→ **What you will do**: Edit the lines below so that every "Wanted" becomes "Requested", keeping everything else unchanged.

+++ Records for processing +++

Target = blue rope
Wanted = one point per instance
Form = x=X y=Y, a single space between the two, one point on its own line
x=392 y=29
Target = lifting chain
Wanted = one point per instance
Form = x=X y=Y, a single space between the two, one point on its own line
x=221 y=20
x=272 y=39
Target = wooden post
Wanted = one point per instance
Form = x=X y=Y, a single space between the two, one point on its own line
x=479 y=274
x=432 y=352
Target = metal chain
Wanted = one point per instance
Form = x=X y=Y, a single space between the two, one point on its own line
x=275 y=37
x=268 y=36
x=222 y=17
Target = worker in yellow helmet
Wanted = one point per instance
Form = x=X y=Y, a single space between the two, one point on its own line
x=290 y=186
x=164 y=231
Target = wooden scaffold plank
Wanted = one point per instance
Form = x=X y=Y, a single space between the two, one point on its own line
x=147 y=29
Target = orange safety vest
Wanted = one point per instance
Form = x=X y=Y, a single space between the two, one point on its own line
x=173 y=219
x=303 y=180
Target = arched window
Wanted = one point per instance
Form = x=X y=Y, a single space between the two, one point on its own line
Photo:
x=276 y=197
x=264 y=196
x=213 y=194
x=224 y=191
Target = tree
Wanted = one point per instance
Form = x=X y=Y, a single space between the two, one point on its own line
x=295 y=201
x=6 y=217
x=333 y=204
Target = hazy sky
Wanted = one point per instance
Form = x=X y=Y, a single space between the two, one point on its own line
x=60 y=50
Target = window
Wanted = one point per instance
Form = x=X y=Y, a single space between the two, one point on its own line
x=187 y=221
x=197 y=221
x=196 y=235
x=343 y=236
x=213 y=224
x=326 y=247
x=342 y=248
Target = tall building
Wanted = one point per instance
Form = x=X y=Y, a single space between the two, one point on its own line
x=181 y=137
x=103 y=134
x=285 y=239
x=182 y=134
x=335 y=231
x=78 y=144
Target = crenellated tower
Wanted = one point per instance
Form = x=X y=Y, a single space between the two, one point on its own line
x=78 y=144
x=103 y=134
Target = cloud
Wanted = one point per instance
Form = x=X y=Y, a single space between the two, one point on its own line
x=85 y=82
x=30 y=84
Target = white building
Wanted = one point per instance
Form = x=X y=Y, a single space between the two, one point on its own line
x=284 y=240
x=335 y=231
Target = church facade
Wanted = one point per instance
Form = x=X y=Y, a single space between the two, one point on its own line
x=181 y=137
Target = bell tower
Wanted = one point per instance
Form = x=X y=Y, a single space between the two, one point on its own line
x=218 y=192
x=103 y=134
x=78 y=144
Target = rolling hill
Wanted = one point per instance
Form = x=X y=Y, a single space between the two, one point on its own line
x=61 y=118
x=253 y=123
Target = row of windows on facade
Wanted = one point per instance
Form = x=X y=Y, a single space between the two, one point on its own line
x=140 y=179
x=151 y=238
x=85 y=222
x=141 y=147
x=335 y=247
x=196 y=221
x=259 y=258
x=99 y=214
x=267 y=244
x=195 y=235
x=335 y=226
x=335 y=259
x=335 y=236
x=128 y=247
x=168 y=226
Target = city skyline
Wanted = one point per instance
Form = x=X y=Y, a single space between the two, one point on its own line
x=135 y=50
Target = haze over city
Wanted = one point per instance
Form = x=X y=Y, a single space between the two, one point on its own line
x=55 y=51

+++

→ **Complete response**:
Target = blue rope
Requested = one point per instance
Form = x=X y=Y, a single space between the two, one point on its own line
x=392 y=29
Target = lifting chain
Requested = one point per instance
Form = x=X y=Y, a single space between the two, one point on its own line
x=221 y=20
x=272 y=39
Target = wooden post
Requested = one point per instance
Form = x=X y=Y, a single space between the two, one point on its own line
x=479 y=274
x=432 y=352
Target = metal chain
Requested = one point per instance
Form = x=X y=Y, a single space between the two, one point on its own line
x=275 y=37
x=268 y=36
x=222 y=17
Target = worker in yellow helmet
Requested = one point per instance
Form = x=X y=Y, a single space between the two, one point on its own line
x=290 y=186
x=164 y=231
Target = wooden scaffold plank
Requested = one point per instance
Form = x=X y=Y, a single space between the two, one point on its own line
x=147 y=29
Target = orange safety vest
Requested = one point per instance
Form = x=X y=Y, a single space between the two, one point on its own line
x=173 y=219
x=303 y=180
Target = arched window
Requested = one point per instance
Form = x=X y=Y, a single space between the two, one point on its own line
Photo:
x=276 y=197
x=264 y=196
x=213 y=194
x=224 y=191
Target = tree
Requested = one point per instance
Form = x=X y=Y, a single space between the two, one point on its own line
x=295 y=201
x=6 y=217
x=333 y=204
Target = hazy sky
Requested = one point per instance
Form = x=X y=Y, a single space between the two, one point on its own line
x=60 y=50
Target = window
Requested = one point per instance
Form = x=X y=Y, a single space between the two, one point on its own line
x=187 y=221
x=197 y=221
x=196 y=235
x=343 y=236
x=213 y=224
x=326 y=247
x=342 y=248
Target = tall building
Requested = one point per instance
Form = x=X y=Y, a single space between the two, one point on its own line
x=181 y=137
x=103 y=134
x=285 y=239
x=182 y=134
x=335 y=231
x=78 y=144
Target = crenellated tower
Requested = one point per instance
Form = x=X y=Y, a single space between the two, one point on its own line
x=78 y=144
x=103 y=134
Target = cloud
Requested = one point per instance
Form = x=X y=Y, a single space between the two, one point on its own line
x=85 y=82
x=30 y=84
Target = white building
Requested = one point per instance
Form = x=X y=Y, a single space between the two, one point on its own line
x=284 y=240
x=335 y=231
Target = church facade
Requested = one point per instance
Form = x=X y=Y, a single space between the two, one point on its own line
x=181 y=137
Target = bell tower
Requested = one point per instance
Form = x=X y=Y, a single space between the two, one point on its own line
x=218 y=192
x=103 y=134
x=78 y=144
Target = rolling hill
Requested = one point per instance
Form = x=X y=Y, a single space between the two, one point on its own line
x=61 y=118
x=253 y=123
Target = row of windows on facade
Requested = one point per instance
Form = x=X y=Y, a single space between the two, one point on its own line
x=140 y=179
x=151 y=238
x=85 y=222
x=141 y=147
x=335 y=247
x=196 y=221
x=259 y=258
x=99 y=214
x=267 y=244
x=195 y=235
x=335 y=226
x=335 y=259
x=335 y=236
x=128 y=247
x=168 y=226
Target = city skyline
Requested = one point per instance
Form = x=X y=Y, a single space between the two, one point on its own line
x=135 y=50
Target = haze over city
Requested = one point per instance
Form = x=X y=Y, a single space between the two, one point on its own line
x=55 y=51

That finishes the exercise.